» **Passage provided**

╭──

Anyone who calls "cap-and-trade" a new concept doesn't know their history. Cap-and-trade did not originate with the carbon market. In fact, the kernel of this concept can be traced as far back as the early 20th century. That's when British economist Arthur Cecil Pigou turned his attention to finding a way for polluting industries to pay for the damage done by said carbon emissions. But because he proposed taxes and fees, it failed to catch on. It wasn't until the late 1960s that the idea of emissions trading was born. With the help of a Republican administration, emissions trading proved to be one of the most successful environmental solutions in American history.

1968

Economist John Dales suggests the idea of tradable permits or "allowances" as a means of controlling pollution.

1980's

  • Power plants release so much sulfur dioxide into the air that it's forming clouds in the atmosphere, falling back down to the Earth in the form of acid rain.

╰──

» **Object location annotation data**
╭──

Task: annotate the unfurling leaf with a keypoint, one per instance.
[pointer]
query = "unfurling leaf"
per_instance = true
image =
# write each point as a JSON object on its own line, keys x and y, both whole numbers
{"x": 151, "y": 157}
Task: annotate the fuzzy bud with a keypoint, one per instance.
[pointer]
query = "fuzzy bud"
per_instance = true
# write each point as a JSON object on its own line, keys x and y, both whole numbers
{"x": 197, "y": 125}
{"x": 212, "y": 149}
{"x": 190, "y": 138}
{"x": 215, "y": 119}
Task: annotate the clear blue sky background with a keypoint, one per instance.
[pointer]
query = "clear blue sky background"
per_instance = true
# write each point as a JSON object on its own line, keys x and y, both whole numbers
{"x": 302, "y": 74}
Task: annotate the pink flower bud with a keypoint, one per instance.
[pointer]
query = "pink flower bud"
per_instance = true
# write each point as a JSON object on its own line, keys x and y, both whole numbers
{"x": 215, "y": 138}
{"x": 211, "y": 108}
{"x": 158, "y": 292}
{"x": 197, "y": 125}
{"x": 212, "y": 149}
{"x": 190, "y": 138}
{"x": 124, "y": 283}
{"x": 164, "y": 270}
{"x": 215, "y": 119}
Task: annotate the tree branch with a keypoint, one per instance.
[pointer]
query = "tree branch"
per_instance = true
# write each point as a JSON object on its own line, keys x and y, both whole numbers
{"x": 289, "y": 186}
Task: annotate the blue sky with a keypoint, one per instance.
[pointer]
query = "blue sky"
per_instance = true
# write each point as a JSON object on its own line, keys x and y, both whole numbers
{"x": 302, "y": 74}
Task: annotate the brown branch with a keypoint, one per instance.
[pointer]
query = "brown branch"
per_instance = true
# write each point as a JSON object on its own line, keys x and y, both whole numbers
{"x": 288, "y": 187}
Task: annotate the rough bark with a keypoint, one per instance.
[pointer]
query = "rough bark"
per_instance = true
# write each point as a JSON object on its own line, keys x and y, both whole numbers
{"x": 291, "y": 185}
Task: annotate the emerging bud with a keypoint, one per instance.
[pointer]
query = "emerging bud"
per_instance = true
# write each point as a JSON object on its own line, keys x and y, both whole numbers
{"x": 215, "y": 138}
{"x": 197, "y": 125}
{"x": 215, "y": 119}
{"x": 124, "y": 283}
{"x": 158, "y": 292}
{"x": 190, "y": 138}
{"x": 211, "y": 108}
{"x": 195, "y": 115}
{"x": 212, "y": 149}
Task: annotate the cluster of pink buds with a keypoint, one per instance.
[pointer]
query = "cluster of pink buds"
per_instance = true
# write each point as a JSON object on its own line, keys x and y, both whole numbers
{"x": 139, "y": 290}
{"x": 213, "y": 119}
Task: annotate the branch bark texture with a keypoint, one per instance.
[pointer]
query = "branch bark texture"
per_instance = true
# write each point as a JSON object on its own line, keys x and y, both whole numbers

╰──

Please translate this sentence from the passage on the history of cap-and-trade into Spanish: "Cap-and-trade did not originate with the carbon market."

» **Result for this task**
El sistema de tope y comercio no se originó con el mercado de carbono.